◆ **EXERCISE DETAILS**: Copy every row below verbatim, with no changes.

◆ **ENTRIES SHOWN**:
[start]
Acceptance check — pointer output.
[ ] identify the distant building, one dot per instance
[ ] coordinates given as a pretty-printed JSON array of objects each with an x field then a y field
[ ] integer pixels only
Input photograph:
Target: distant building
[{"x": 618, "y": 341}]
[end]
◆ **RESPONSE BELOW**:
Acceptance check — pointer output.
[ ] identify the distant building, one dot per instance
[ ] coordinates given as a pretty-printed JSON array of objects each with an x field then a y field
[ ] integer pixels only
Input photograph:
Target: distant building
[{"x": 618, "y": 341}]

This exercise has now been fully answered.